Entries for bounding-box labeling:

════════════════

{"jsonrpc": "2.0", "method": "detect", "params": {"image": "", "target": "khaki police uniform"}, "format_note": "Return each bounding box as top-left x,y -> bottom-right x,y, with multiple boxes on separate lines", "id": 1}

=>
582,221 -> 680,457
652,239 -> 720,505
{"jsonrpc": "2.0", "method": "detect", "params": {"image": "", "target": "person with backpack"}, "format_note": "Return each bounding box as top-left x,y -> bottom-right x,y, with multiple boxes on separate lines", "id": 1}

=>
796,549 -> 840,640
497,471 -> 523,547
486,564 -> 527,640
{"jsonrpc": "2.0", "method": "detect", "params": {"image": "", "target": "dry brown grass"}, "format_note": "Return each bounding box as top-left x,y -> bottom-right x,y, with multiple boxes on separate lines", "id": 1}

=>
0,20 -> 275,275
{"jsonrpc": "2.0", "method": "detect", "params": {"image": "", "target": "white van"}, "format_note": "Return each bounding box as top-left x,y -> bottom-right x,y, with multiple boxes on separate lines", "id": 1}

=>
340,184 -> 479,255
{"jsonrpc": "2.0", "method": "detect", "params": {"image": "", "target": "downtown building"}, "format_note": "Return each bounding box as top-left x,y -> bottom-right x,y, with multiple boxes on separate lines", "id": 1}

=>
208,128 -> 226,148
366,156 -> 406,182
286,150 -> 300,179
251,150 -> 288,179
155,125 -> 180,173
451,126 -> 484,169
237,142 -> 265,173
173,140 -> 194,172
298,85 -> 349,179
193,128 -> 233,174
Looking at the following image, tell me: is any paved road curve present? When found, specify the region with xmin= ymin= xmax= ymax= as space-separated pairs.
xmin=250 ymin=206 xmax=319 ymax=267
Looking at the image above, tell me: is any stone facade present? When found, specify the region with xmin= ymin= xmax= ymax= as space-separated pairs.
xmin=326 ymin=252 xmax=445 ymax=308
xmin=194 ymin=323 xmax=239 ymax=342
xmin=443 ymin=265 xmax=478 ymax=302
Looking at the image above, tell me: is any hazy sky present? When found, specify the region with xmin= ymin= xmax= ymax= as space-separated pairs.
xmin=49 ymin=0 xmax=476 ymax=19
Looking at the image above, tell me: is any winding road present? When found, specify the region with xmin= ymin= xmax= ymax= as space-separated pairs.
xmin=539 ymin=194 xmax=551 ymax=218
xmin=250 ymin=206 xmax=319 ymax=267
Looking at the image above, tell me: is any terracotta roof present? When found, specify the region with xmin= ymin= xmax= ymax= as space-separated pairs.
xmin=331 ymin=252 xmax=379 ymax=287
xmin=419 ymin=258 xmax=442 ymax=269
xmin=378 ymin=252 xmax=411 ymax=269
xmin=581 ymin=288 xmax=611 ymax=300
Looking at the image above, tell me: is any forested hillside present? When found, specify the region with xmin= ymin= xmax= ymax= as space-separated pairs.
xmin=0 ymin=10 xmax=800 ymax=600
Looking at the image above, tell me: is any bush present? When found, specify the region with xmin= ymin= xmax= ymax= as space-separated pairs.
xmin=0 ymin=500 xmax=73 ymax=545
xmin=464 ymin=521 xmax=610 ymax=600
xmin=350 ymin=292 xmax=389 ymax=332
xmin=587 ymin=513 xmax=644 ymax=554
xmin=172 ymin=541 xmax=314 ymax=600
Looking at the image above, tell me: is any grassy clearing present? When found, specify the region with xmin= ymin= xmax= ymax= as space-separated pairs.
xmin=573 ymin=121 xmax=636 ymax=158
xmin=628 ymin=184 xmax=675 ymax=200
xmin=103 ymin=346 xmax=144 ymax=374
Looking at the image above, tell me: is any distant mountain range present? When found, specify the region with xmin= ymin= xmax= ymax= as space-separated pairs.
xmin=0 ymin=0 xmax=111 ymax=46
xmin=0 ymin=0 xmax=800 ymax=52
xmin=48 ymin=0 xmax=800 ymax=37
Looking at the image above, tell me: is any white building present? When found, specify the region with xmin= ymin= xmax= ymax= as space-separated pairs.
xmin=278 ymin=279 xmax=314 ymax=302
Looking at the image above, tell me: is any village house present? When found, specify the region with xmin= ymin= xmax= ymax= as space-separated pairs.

════════════════

§ **GIVEN TASK**:
Convert every line of the data above into a numbered list, omitting the blank lines.

§ **SOLUTION BELOW**:
1. {"jsonrpc": "2.0", "method": "detect", "params": {"image": "", "target": "khaki police uniform"}, "format_note": "Return each bounding box as top-left x,y -> bottom-right x,y, with multiple boxes on separate lines", "id": 1}
2. =>
3. 582,221 -> 680,457
4. 652,239 -> 720,505
5. {"jsonrpc": "2.0", "method": "detect", "params": {"image": "", "target": "person with backpack"}, "format_note": "Return each bounding box as top-left x,y -> bottom-right x,y, with multiple boxes on separate lines", "id": 1}
6. =>
7. 796,549 -> 840,640
8. 497,471 -> 523,547
9. 486,564 -> 527,640
10. {"jsonrpc": "2.0", "method": "detect", "params": {"image": "", "target": "dry brown grass"}, "format_note": "Return each bounding box as top-left x,y -> bottom-right x,y, with multiple boxes on separate lines", "id": 1}
11. =>
12. 0,20 -> 275,275
13. {"jsonrpc": "2.0", "method": "detect", "params": {"image": "", "target": "white van"}, "format_note": "Return each bounding box as top-left x,y -> bottom-right x,y, with multiple boxes on separate lines", "id": 1}
14. =>
15. 340,184 -> 479,255
16. {"jsonrpc": "2.0", "method": "detect", "params": {"image": "", "target": "downtown building"}, "format_note": "Return each bounding box as top-left x,y -> bottom-right x,y, with multiple boxes on separate lines", "id": 1}
17. =>
18. 208,128 -> 226,148
19. 366,156 -> 406,182
20. 286,150 -> 300,179
21. 251,150 -> 288,179
22. 155,125 -> 180,173
23. 451,126 -> 484,169
24. 237,142 -> 265,173
25. 173,140 -> 194,172
26. 298,85 -> 349,179
27. 193,128 -> 233,174
28. Looking at the following image, tell me: is any paved road curve present? When found, specify the region with xmin= ymin= xmax= ymax= as space-separated pairs.
29. xmin=250 ymin=206 xmax=319 ymax=267
30. Looking at the image above, tell me: is any stone facade present? When found, specify the region with xmin= ymin= xmax= ymax= as space-separated pairs.
31. xmin=326 ymin=252 xmax=445 ymax=308
32. xmin=194 ymin=323 xmax=239 ymax=342
33. xmin=443 ymin=265 xmax=478 ymax=302
34. Looking at the image above, tell me: is any hazy sky present? When found, specify the region with xmin= ymin= xmax= ymax= as space-separated pairs.
35. xmin=49 ymin=0 xmax=476 ymax=19
36. Looking at the image above, tell me: is any winding road present? When found, specify the region with xmin= ymin= xmax= ymax= as space-separated pairs.
37. xmin=539 ymin=194 xmax=551 ymax=218
38. xmin=250 ymin=206 xmax=319 ymax=267
39. Looking at the image above, tell me: is any terracotta roof present? When found, specify the region with xmin= ymin= xmax= ymax= as space-separated pairs.
40. xmin=331 ymin=252 xmax=379 ymax=287
41. xmin=419 ymin=258 xmax=442 ymax=269
42. xmin=378 ymin=252 xmax=411 ymax=269
43. xmin=581 ymin=288 xmax=611 ymax=300
44. Looking at the image above, tell me: is any forested hillside present? When found, specify the region with xmin= ymin= xmax= ymax= as space-separated pairs.
45. xmin=0 ymin=10 xmax=800 ymax=600
46. Looking at the image above, tell me: is any bush present? When found, specify the region with xmin= ymin= xmax= ymax= as space-separated pairs.
47. xmin=0 ymin=500 xmax=73 ymax=545
48. xmin=464 ymin=521 xmax=610 ymax=600
49. xmin=350 ymin=292 xmax=389 ymax=332
50. xmin=587 ymin=513 xmax=644 ymax=554
51. xmin=172 ymin=541 xmax=314 ymax=600
52. Looking at the image above, tell me: is any grassy clearing present? When found, specify the region with xmin= ymin= xmax= ymax= as space-separated pairs.
53. xmin=573 ymin=121 xmax=636 ymax=158
54. xmin=628 ymin=184 xmax=675 ymax=200
55. xmin=103 ymin=346 xmax=144 ymax=374
56. Looking at the image above, tell me: is any distant mountain range present? When found, specify the region with xmin= ymin= xmax= ymax= as space-separated pairs.
57. xmin=0 ymin=0 xmax=111 ymax=46
58. xmin=0 ymin=0 xmax=800 ymax=52
59. xmin=48 ymin=0 xmax=800 ymax=37
60. Looking at the image above, tell me: is any white building present? When found, specify the region with xmin= ymin= xmax= ymax= as space-separated pairs.
61. xmin=278 ymin=279 xmax=314 ymax=302
62. Looking at the image above, tell me: is any village house present? When found, specify the region with xmin= ymin= xmax= ymax= as space-separated pairs.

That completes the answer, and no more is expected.